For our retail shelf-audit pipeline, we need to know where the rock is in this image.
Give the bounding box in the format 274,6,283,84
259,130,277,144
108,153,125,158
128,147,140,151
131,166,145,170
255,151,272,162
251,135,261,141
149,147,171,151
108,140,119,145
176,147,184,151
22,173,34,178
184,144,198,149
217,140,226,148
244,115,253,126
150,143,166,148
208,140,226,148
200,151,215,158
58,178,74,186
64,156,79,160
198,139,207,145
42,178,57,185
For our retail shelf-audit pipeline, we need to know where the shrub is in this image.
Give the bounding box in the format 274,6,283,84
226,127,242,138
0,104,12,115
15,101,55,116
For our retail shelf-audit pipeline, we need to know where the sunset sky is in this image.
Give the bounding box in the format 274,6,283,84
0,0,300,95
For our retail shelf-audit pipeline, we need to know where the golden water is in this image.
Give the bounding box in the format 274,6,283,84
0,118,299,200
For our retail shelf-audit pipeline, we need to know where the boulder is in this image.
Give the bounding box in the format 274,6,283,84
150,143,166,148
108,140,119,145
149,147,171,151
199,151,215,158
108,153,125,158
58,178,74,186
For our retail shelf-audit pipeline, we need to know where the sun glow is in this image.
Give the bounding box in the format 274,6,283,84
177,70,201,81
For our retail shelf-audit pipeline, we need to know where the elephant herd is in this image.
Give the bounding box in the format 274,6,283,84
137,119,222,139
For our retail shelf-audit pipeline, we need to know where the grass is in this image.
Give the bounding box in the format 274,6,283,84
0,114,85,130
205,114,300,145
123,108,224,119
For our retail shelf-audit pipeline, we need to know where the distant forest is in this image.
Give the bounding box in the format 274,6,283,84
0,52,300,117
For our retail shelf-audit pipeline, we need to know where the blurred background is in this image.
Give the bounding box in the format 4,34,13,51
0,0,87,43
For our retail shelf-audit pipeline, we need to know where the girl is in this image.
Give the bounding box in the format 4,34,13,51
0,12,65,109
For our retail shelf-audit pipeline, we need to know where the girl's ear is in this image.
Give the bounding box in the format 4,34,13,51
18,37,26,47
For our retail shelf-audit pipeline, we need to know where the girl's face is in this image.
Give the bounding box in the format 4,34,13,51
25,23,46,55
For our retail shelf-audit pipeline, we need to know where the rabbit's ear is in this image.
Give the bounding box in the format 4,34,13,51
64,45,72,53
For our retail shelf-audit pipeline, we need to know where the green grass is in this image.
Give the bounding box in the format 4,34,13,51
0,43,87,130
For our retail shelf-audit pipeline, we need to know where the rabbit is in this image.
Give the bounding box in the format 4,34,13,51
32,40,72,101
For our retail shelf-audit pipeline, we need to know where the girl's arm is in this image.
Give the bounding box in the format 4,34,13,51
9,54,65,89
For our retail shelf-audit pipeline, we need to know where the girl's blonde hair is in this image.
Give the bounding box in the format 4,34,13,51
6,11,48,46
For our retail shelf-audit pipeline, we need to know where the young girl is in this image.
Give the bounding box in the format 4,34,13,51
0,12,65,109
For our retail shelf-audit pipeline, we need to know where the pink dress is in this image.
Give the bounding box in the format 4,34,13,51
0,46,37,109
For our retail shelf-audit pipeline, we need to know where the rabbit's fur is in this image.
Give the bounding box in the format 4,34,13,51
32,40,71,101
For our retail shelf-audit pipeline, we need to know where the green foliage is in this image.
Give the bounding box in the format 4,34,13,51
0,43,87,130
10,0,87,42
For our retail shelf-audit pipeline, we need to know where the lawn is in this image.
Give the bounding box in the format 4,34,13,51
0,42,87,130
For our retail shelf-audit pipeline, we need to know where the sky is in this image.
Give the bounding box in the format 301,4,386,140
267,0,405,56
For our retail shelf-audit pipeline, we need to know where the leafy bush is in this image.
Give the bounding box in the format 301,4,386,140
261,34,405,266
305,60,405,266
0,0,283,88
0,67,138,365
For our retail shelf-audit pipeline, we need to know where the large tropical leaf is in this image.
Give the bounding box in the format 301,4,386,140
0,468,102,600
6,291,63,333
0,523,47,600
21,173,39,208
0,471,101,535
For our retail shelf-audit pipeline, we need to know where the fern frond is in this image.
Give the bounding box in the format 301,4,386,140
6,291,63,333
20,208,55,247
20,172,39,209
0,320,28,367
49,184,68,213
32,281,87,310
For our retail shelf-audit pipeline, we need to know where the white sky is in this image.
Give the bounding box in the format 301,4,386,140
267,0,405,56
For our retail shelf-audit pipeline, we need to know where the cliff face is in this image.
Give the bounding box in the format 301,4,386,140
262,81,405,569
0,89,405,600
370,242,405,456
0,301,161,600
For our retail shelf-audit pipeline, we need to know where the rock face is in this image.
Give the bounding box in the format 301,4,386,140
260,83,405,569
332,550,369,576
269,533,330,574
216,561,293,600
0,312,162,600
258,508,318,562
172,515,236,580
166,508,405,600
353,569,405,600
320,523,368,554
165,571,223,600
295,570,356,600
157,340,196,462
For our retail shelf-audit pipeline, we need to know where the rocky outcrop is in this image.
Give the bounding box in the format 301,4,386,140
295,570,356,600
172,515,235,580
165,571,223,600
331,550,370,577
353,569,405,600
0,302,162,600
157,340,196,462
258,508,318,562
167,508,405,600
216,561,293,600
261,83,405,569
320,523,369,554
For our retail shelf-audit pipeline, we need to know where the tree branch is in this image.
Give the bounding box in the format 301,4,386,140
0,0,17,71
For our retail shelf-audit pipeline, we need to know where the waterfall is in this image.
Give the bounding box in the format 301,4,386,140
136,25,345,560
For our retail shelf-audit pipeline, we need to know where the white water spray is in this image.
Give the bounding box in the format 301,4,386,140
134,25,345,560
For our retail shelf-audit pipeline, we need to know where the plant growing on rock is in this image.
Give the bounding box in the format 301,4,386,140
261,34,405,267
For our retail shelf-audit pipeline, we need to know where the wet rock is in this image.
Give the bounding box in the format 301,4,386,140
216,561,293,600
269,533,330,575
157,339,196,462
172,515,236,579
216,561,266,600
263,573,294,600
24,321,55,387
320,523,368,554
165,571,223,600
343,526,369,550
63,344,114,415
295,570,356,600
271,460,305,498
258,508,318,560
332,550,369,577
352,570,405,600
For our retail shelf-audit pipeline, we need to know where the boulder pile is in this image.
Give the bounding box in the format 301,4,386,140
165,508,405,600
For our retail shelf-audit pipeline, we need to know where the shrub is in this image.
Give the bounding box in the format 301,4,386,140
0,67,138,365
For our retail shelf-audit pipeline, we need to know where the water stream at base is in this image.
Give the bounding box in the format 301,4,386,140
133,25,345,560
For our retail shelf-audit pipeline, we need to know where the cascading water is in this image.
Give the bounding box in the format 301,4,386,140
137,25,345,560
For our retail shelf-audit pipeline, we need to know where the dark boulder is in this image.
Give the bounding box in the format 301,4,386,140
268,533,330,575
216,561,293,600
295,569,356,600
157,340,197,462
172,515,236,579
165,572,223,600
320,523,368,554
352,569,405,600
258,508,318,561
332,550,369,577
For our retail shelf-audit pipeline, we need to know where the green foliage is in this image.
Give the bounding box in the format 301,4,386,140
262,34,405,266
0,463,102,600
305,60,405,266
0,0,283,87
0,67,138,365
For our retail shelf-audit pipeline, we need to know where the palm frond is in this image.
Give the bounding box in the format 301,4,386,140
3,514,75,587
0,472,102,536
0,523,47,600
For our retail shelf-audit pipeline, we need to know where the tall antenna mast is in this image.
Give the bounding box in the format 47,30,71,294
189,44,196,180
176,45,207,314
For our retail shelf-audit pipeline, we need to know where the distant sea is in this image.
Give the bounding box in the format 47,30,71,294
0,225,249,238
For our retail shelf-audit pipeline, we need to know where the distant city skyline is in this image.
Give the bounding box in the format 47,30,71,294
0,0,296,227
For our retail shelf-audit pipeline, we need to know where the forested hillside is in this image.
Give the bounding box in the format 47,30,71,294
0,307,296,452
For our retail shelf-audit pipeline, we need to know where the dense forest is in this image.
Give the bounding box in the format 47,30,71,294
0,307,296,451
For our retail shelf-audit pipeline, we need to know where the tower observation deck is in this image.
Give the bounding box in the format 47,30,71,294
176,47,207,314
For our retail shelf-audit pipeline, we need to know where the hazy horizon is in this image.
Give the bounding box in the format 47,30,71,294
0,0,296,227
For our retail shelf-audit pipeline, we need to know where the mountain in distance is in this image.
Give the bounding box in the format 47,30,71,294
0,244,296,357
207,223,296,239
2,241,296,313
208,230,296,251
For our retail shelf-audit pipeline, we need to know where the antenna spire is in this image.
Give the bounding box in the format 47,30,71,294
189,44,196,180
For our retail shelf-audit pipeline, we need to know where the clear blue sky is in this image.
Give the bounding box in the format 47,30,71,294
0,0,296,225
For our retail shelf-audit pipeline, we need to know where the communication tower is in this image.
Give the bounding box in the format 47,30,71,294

Task requirements: Write out only the part of the material that starts with the line containing "cliff face is in this image." and ends with the line containing "0,301,161,600". Substitute "rock wall" for "cliff face" and leave everything else unchanged.

Full answer:
For our retail shelf-audit pipeline, we need to know where the rock wall is in this image.
Give the bounding box in the format 301,4,386,140
262,81,405,569
0,89,405,600
370,242,405,456
0,301,161,600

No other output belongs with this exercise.